§ Directions for this task
Return every line of the rows below that contains the word "player". Case counts.

── Available records ──

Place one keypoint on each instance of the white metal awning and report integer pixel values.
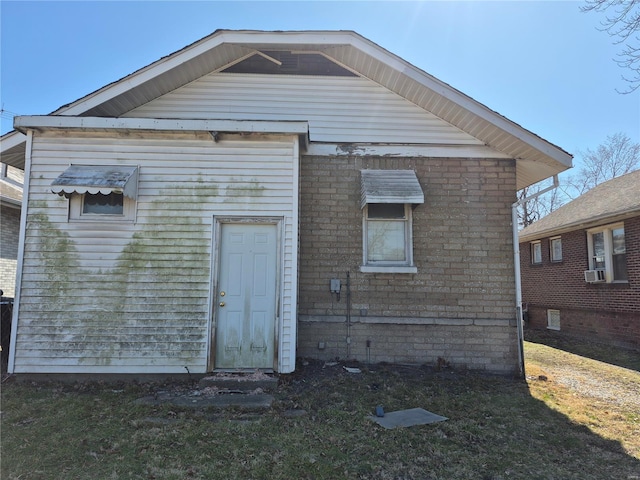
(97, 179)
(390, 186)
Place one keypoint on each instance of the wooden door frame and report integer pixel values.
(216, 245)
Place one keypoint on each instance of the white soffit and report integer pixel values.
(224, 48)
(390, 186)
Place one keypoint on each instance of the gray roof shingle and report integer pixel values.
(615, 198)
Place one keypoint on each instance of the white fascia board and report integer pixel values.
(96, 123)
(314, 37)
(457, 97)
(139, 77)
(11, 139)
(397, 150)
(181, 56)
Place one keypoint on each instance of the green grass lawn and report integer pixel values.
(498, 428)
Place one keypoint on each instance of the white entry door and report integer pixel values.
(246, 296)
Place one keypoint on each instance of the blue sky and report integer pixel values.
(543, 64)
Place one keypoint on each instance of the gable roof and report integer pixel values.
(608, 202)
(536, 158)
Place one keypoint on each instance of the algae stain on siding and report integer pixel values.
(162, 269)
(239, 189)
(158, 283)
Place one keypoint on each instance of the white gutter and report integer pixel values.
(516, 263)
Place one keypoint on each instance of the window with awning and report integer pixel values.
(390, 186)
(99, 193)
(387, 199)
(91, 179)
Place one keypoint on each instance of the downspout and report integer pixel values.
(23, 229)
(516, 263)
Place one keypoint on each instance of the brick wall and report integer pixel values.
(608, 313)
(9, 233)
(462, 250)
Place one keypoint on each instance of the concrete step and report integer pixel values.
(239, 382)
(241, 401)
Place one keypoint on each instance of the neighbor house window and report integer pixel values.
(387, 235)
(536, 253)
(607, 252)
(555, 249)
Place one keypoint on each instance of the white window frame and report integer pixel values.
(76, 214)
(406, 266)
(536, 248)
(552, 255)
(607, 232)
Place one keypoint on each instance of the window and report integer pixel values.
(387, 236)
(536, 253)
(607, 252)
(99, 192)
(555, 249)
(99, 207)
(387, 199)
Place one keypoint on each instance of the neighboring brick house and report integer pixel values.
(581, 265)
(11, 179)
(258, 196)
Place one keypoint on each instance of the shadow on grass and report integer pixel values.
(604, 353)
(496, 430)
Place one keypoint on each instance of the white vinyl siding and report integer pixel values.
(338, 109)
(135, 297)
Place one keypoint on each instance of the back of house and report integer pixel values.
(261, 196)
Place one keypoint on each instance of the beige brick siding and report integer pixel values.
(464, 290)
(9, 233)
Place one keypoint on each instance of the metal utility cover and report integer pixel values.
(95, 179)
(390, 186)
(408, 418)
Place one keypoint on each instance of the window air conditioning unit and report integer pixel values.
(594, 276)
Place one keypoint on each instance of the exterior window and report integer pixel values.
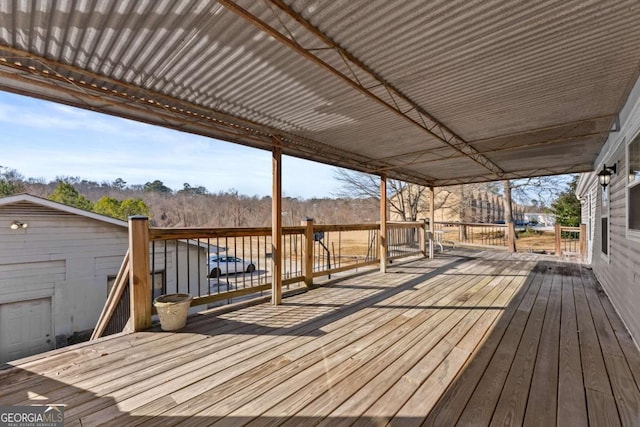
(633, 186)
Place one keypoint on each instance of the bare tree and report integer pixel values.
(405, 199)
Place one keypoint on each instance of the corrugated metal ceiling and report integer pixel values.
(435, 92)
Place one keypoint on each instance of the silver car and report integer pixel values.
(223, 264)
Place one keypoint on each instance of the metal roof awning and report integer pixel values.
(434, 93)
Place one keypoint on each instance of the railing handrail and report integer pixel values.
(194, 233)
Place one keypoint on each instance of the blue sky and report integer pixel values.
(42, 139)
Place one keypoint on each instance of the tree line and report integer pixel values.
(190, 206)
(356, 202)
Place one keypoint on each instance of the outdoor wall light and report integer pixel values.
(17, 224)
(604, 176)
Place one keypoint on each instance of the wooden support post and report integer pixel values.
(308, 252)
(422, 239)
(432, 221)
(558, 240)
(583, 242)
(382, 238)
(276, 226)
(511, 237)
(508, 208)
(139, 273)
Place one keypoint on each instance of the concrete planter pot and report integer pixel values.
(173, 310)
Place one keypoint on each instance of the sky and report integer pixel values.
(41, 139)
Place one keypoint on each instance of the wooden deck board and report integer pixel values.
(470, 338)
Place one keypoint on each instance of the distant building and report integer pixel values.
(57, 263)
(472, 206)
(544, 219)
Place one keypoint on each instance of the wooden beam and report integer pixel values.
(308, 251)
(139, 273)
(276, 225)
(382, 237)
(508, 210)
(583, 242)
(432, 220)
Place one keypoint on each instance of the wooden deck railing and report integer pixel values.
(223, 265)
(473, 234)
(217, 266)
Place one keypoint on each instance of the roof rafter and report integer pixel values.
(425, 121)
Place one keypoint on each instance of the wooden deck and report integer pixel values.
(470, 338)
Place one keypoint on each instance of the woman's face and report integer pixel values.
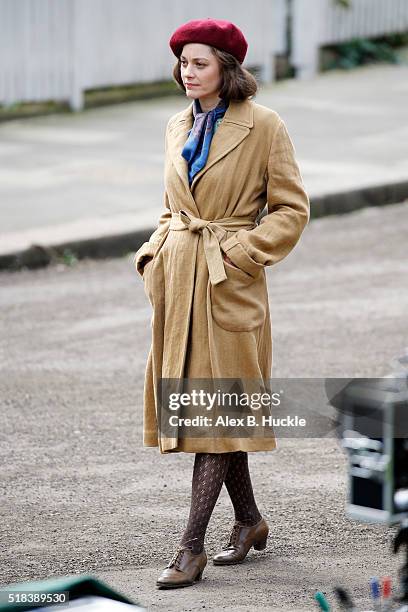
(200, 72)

───
── Available records ──

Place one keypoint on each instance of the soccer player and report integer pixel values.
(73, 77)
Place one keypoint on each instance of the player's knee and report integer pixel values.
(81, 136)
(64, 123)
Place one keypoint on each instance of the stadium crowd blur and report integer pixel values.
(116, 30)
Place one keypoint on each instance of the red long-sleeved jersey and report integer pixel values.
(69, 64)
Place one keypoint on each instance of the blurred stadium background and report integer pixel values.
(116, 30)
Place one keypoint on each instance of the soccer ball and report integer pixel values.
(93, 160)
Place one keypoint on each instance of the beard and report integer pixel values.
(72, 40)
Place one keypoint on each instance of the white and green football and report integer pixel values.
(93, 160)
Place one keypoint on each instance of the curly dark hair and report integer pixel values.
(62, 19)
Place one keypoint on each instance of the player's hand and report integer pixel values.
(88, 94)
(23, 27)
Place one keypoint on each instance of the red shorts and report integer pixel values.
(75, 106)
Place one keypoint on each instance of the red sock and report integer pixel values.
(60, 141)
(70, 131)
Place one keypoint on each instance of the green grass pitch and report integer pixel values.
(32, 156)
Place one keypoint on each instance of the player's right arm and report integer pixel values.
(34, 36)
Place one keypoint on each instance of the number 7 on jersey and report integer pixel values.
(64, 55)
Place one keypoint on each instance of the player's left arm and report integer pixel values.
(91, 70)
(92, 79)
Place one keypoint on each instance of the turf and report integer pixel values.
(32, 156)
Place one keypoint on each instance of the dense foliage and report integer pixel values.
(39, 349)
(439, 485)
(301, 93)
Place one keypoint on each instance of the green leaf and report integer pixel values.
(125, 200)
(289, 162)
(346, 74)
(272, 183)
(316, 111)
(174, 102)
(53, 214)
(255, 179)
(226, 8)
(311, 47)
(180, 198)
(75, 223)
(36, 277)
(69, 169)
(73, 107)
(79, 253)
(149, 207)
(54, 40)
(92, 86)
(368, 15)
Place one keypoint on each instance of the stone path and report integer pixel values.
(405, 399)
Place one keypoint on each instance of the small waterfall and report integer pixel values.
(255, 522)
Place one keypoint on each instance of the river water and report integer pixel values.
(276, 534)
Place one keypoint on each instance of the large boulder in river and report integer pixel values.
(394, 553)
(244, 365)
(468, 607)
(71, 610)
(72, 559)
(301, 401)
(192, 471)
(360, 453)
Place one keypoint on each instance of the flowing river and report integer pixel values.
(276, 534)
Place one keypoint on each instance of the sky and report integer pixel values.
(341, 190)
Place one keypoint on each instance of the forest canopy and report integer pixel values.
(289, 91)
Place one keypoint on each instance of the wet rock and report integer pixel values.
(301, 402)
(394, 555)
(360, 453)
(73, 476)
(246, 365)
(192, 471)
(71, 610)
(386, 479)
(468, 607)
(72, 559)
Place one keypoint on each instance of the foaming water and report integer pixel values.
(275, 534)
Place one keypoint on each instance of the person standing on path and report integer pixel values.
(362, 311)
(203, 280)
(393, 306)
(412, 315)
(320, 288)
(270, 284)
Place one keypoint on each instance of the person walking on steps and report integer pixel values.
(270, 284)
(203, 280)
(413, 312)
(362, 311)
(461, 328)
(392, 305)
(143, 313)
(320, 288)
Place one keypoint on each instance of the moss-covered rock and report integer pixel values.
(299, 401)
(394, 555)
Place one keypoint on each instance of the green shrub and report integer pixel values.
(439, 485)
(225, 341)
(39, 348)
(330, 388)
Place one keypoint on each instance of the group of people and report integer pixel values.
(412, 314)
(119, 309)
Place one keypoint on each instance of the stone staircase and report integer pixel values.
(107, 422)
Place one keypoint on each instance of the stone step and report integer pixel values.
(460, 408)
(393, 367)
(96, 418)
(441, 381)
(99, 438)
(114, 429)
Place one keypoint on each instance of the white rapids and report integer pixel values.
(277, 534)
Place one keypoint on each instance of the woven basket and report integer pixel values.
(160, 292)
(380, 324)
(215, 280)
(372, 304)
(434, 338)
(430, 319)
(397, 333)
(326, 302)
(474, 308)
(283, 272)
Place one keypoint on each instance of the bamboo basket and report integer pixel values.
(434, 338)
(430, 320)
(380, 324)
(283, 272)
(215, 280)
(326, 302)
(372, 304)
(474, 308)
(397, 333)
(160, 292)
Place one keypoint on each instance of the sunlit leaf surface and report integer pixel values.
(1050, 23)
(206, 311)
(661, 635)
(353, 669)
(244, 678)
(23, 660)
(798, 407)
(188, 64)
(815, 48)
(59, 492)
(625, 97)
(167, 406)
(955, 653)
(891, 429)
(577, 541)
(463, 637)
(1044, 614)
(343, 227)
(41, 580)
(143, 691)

───
── Available records ──

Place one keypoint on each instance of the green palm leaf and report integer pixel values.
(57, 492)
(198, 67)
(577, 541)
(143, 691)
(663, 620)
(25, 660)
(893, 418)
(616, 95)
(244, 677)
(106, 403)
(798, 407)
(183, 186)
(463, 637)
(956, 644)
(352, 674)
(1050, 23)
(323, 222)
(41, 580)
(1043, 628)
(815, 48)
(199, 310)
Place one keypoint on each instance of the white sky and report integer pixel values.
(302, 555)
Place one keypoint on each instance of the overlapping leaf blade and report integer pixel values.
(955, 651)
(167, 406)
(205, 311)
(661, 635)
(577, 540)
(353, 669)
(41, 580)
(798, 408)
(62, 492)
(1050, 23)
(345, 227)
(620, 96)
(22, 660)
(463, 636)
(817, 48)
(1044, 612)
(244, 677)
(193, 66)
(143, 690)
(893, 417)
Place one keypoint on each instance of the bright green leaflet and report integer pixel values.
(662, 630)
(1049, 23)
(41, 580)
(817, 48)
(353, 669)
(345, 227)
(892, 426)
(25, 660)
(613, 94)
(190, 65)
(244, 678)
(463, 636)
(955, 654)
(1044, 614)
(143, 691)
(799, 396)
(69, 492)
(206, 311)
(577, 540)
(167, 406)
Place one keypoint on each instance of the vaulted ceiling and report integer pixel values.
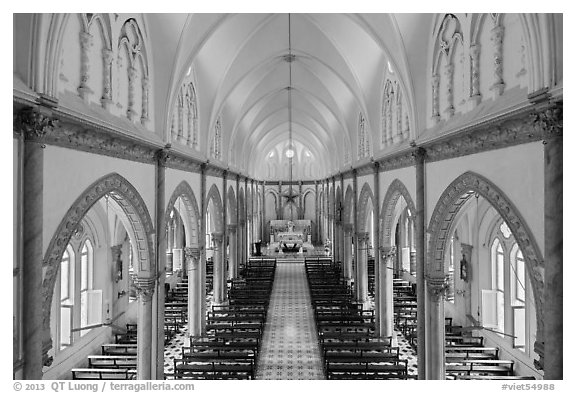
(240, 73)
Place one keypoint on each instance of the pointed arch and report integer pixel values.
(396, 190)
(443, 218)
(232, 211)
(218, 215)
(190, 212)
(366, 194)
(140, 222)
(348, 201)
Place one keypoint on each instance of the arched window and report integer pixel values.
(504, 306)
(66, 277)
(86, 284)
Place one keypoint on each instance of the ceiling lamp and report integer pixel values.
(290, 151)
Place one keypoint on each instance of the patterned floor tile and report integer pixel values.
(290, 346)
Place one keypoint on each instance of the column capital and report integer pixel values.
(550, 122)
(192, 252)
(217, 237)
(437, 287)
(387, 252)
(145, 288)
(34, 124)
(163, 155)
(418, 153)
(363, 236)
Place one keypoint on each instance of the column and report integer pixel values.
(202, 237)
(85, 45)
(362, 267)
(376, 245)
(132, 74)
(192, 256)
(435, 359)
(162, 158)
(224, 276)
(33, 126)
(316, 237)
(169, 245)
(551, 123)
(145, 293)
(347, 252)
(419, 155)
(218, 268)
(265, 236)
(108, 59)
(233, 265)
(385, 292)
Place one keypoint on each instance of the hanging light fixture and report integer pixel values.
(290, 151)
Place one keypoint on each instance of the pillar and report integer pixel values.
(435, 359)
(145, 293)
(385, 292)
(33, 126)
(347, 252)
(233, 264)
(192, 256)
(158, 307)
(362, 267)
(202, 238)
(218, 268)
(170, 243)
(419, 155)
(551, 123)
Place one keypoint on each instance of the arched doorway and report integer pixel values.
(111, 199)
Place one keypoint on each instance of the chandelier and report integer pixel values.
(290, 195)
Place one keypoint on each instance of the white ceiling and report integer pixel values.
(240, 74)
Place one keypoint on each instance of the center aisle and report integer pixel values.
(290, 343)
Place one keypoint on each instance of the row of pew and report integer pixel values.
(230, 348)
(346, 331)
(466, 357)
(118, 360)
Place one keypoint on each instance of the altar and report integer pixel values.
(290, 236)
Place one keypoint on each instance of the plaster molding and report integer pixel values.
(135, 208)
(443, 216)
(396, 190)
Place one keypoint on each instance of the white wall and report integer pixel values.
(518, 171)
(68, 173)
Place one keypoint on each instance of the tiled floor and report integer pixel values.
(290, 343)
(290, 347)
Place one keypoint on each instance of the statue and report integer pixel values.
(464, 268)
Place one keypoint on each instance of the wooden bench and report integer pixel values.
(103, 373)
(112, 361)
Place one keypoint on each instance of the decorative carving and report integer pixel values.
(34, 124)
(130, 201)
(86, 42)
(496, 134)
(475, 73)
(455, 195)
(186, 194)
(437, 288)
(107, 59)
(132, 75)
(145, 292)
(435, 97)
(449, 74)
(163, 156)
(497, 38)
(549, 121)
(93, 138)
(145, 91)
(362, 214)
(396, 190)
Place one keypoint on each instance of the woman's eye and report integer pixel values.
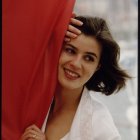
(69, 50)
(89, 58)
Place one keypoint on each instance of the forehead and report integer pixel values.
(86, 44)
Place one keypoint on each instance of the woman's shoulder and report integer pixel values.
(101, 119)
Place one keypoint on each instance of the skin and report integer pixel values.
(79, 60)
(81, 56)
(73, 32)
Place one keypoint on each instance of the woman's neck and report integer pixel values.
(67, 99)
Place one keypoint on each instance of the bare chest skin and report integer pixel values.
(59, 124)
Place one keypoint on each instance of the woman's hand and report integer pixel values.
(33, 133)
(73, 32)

───

§ Output of the exercise
Place one keypoint on each instance of the soccer player and report integer pixel values.
Place one keypoint on each instance of the player's knee and report integer pixel values.
Place one keypoint on each instance of the player's hand and report integer pixel values.
Place one keypoint on each instance of the player's right arm and report integer pixel values.
Place one keypoint on each instance of the player's left arm and report integer pixel values.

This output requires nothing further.